__Problem description__. Repeat the lines beginning at the one with "Crop-scouting request: mark the trailer fender" and running to the end of the material, keeping the first and last of them, exactly as they appear.

[start of Records provided]

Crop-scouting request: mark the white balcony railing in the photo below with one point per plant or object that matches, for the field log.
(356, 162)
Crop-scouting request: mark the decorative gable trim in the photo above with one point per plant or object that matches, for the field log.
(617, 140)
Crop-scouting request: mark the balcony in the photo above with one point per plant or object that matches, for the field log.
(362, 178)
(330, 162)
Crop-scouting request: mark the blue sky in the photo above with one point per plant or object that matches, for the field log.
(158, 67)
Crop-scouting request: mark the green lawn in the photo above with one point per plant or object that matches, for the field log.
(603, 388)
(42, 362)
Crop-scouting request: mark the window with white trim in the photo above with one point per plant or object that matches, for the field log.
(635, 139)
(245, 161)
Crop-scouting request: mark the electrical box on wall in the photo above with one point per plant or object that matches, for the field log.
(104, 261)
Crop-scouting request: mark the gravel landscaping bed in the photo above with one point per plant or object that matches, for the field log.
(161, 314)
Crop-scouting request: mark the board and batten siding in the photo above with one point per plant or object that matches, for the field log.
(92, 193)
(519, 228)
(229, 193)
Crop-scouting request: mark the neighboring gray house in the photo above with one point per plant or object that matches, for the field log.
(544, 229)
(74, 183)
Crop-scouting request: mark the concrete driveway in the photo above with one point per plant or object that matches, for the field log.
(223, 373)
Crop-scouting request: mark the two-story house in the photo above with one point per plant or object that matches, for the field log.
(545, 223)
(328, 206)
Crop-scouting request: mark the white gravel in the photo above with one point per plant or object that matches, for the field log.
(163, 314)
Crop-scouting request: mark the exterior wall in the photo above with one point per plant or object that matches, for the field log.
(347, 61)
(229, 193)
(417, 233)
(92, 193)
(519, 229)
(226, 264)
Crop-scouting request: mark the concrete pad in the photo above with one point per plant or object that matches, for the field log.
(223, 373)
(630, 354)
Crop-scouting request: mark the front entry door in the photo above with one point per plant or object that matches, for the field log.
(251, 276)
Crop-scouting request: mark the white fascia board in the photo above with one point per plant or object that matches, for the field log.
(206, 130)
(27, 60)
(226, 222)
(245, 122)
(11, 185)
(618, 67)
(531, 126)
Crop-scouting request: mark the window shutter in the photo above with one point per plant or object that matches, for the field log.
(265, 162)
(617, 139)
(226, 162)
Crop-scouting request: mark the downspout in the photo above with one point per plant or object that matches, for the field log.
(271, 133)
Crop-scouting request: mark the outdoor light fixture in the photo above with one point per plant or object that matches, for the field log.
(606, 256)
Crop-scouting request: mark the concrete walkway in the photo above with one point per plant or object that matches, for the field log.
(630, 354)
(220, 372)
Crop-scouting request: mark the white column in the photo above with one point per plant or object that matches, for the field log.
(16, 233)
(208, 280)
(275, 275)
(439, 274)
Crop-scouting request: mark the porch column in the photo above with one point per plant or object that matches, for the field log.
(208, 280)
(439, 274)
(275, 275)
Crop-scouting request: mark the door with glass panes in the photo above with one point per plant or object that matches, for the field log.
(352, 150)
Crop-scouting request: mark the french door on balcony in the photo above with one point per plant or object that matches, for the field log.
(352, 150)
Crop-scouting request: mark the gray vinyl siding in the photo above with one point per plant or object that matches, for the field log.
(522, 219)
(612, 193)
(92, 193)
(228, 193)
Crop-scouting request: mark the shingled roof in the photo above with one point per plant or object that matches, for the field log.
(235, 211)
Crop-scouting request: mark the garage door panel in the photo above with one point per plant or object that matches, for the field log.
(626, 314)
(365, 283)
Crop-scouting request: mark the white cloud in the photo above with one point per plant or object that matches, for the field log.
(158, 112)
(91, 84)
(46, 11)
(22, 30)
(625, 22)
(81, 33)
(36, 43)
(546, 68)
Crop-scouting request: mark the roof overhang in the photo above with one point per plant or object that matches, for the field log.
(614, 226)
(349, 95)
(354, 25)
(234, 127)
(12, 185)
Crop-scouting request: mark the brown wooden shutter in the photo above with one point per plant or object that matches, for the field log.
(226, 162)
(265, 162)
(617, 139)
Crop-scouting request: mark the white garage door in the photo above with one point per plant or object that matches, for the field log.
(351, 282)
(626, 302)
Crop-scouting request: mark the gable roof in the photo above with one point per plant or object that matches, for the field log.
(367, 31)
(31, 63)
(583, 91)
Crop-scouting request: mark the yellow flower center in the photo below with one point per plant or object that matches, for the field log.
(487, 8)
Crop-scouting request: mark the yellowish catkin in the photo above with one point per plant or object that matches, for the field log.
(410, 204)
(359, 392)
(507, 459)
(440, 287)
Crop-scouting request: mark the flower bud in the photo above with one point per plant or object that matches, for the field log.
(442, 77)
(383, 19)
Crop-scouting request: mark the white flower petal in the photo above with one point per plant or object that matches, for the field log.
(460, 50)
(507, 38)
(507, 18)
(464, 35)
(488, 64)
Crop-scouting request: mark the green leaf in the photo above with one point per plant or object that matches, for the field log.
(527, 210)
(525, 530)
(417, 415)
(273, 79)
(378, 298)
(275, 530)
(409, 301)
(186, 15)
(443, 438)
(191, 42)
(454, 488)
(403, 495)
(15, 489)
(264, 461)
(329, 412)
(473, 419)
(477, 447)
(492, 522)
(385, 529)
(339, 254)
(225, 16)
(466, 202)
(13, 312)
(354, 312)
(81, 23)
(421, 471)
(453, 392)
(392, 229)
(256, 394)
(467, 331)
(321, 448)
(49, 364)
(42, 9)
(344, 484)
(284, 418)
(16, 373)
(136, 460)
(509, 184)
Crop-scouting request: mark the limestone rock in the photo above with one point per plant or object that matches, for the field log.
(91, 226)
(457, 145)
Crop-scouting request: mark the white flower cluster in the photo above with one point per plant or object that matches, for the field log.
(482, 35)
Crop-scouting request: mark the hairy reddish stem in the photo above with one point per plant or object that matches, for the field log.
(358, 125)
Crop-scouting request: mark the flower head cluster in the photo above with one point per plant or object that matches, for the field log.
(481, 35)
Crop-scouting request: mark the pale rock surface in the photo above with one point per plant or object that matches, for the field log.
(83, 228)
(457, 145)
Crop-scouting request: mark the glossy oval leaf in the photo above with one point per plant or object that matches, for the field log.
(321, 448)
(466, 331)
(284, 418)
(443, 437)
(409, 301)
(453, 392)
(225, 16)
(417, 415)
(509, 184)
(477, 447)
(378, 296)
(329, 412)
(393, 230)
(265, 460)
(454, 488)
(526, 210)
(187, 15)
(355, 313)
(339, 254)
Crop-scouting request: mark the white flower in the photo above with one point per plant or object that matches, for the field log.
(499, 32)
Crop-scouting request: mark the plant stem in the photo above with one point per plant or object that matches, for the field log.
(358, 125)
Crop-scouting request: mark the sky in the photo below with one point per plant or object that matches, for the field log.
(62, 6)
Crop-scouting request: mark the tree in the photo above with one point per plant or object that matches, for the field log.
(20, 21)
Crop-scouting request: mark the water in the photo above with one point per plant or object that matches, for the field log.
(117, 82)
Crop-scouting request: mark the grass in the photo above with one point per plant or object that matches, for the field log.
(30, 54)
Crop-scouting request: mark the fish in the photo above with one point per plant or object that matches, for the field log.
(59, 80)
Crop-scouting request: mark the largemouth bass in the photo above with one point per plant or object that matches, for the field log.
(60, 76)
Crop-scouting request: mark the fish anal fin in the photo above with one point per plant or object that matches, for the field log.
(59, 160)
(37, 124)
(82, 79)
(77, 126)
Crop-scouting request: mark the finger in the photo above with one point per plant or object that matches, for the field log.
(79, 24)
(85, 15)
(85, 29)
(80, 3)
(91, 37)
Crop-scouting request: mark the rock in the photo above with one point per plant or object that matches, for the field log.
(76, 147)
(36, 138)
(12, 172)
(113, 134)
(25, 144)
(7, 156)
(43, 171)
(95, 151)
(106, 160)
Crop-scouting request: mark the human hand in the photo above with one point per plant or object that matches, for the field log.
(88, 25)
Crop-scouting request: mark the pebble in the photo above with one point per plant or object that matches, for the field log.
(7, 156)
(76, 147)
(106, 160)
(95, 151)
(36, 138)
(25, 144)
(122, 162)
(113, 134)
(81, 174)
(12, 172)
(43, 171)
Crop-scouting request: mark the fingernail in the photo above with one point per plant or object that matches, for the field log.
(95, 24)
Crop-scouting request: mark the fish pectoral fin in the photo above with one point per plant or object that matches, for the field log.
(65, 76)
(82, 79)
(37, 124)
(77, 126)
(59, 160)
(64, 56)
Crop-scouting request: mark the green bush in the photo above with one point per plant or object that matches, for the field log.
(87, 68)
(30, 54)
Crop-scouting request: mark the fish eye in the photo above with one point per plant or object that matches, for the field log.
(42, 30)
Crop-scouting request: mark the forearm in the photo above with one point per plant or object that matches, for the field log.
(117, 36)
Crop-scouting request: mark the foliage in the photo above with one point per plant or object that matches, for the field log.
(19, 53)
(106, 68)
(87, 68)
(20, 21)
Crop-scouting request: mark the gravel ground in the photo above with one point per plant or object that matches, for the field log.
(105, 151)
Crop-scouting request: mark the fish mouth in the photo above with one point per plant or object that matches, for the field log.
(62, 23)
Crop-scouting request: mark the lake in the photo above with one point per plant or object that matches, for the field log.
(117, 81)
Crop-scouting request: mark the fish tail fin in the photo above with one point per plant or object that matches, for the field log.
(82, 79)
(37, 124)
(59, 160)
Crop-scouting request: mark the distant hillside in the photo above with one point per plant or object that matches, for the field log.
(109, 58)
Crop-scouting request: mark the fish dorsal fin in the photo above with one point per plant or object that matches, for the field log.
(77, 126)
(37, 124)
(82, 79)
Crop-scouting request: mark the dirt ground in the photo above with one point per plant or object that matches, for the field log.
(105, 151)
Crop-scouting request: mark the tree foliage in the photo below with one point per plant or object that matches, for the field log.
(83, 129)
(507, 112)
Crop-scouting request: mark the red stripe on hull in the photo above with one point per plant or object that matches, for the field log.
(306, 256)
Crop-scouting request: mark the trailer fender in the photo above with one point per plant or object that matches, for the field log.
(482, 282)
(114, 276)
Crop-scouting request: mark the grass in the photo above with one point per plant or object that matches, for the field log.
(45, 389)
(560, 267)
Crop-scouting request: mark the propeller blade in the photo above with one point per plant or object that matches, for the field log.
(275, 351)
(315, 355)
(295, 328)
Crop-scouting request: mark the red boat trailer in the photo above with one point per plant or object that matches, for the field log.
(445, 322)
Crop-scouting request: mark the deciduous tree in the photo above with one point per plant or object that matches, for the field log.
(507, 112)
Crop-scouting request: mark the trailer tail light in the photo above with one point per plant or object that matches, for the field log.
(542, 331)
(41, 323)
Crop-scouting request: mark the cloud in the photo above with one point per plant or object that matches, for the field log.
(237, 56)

[end of Records provided]

__Answer below__.
Crop-scouting request: mark the trailer fender in the photo above with one point per plant or object that matches, for the field log.
(482, 282)
(114, 276)
Crop-scouting request: mark the grass in the photo above with one point per plant or object that matches, for the field log.
(45, 389)
(560, 267)
Crop-scouting request: mark the propeller blade in the photo above with one point per plant or object that matches, for the field log.
(275, 351)
(315, 355)
(295, 328)
Crop-scouting request: mark the red boat trailer in the photo above with one point per plant or object that matches, for the field log.
(445, 322)
Crop-scouting request: mark the deciduous tree in the photo above with one point per plant or object that matches, for the field log.
(507, 112)
Crop-scouting request: mark the trailer tail light in the photo above with one point per plant or object that matches, for the field log.
(542, 331)
(41, 323)
Crop-scouting request: mark the cloud in the photo above with one point per plant or object that matches, for the field log.
(237, 56)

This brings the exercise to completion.